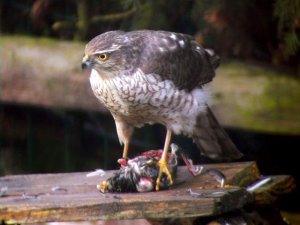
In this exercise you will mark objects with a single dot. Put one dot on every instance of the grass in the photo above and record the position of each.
(257, 97)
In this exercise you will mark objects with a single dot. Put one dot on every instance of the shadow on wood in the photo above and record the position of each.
(74, 197)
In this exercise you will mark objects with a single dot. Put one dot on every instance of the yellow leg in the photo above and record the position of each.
(163, 164)
(125, 150)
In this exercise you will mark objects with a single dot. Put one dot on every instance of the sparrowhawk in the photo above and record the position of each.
(146, 77)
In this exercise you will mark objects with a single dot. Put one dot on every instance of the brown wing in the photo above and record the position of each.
(176, 57)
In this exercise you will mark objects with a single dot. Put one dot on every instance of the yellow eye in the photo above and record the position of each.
(102, 57)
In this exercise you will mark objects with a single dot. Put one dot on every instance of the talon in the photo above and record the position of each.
(163, 169)
(103, 187)
(122, 162)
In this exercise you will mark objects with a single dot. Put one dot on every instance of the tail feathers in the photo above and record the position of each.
(212, 140)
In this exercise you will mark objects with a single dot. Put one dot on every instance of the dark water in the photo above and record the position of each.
(39, 140)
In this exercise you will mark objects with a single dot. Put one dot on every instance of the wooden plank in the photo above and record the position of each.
(74, 197)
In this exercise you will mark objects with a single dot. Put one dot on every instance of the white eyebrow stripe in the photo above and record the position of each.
(114, 48)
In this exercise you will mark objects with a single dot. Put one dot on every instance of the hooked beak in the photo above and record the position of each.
(86, 63)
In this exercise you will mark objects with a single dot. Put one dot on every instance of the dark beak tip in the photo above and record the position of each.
(84, 65)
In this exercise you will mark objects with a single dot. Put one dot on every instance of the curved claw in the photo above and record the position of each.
(163, 169)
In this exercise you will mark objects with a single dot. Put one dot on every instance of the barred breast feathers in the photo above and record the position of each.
(145, 98)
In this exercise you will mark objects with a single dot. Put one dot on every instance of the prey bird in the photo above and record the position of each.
(145, 77)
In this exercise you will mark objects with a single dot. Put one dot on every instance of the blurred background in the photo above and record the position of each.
(50, 120)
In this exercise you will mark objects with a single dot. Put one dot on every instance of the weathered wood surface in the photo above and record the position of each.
(74, 197)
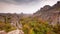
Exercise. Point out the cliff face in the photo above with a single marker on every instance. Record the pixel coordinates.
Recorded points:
(50, 13)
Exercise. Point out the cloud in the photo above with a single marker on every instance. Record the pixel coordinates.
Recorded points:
(19, 2)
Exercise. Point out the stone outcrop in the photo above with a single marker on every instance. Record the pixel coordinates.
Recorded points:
(50, 13)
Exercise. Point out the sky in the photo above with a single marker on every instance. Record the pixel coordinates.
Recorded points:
(25, 6)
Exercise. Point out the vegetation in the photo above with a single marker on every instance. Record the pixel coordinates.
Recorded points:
(37, 26)
(33, 26)
(6, 26)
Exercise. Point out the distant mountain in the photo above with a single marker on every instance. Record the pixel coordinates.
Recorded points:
(49, 13)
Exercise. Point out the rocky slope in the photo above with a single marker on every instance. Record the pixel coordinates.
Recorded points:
(50, 13)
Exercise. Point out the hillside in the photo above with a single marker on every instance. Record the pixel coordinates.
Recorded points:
(50, 13)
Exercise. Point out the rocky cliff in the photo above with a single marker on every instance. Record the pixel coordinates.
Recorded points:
(50, 13)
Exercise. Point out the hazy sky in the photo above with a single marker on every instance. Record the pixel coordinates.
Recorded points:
(25, 6)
-----
→ **What is expected**:
Would you copy out the data exactly, leaving every picture out?

→ **Expected answer**:
In this exercise you will mark objects with a single dot. Put one dot on every instance of the grass in the photo above and record the position of each.
(257, 97)
In this exercise you will mark objects with a single dot. Put one dot on every instance of the shadow on wood in the photo above and record the position of each.
(74, 197)
In this exercise you will mark objects with a single dot. Put one dot on every instance of the yellow leg in the photo above and record the position of each.
(163, 164)
(125, 150)
In this exercise you will mark objects with a single dot. Put one dot on every instance of the sparrowhawk in the photo above and record the position of each.
(146, 77)
In this exercise you will mark objects with a single dot. Put one dot on every instance of the brown wing in the photo above and record the position of each.
(176, 57)
In this exercise you will mark objects with a single dot. Put one dot on every instance of the yellow eye in the photo above and record the position of each.
(102, 57)
In this exercise you will mark objects with a single dot. Put one dot on every instance of the talon in the photo above and record the position of each.
(163, 169)
(103, 187)
(122, 162)
In this exercise you will mark objects with a single dot. Put one dot on every instance of the tail feathers in the photo above and record the position of each.
(212, 140)
In this exercise you will mark objects with a single dot. Put one dot on every instance of the dark water in the photo above and record the position of each.
(39, 140)
In this exercise you will mark objects with a single dot. Put one dot on every instance of the wooden plank in the photo above and record the position of each.
(74, 197)
In this exercise you will mark objects with a single dot. Put one dot on every instance of the white eyebrow stripe in the photo above and record the position of each.
(114, 48)
In this exercise you will mark objects with a single dot. Put one dot on every instance of the hooked beak in the photo above and record the position of each.
(86, 63)
In this exercise you will mark objects with a single dot. Put one dot on every instance of the dark beak tip in the photo above and record the position of each.
(84, 65)
In this exercise you will mark objects with a single dot. Put one dot on every instance of the curved claw in the photo above and record the position of each.
(163, 169)
In this exercise you will mark objects with a single dot. Put one dot on every instance of the barred breast feathers in the photo above and record the position of each.
(145, 98)
In this exercise you will mark objects with a single dot. Put one dot on every instance of the prey bird in the photo above and record the position of each.
(145, 77)
In this exercise you will mark objects with a single dot. Put one dot on every instance of the blurred background in the photo above and record the position of each.
(50, 120)
In this exercise you will mark objects with a single dot. Put one dot on every instance of the weathered wood surface in the photo above and record the position of each.
(74, 197)
Exercise. Point out the cliff face in the photo above with a single marker on every instance. Record the pixel coordinates.
Recorded points:
(50, 13)
Exercise. Point out the cloud in the photo above with a single marker on every instance. Record the pixel coordinates.
Recorded points:
(19, 2)
Exercise. Point out the stone outcrop in the photo above with a single marker on every instance. Record the pixel coordinates.
Recorded points:
(50, 13)
Exercise. Point out the sky in the photo above with a single marker on every instance. Record the pixel coordinates.
Recorded points:
(25, 6)
Exercise. Point out the vegetation in the photo above with a single marker on every instance. Record the pixel coordinates.
Recorded points:
(37, 26)
(33, 26)
(6, 26)
Exercise. Point out the distant mountain in the photo above with a single marker on every instance. Record the pixel coordinates.
Recorded points:
(49, 13)
Exercise. Point out the rocky slope in the photo above with a single marker on every instance. Record the pixel coordinates.
Recorded points:
(50, 13)
Exercise. Point out the hillside in the photo above with a single marker on every instance. Record the pixel coordinates.
Recorded points:
(50, 13)
Exercise. Point out the rocky cliff in the photo above with a single marker on every instance. Record the pixel coordinates.
Recorded points:
(50, 13)
Exercise. Point out the hazy sky in the photo above with a single marker on every instance. Record the pixel coordinates.
Recorded points:
(25, 6)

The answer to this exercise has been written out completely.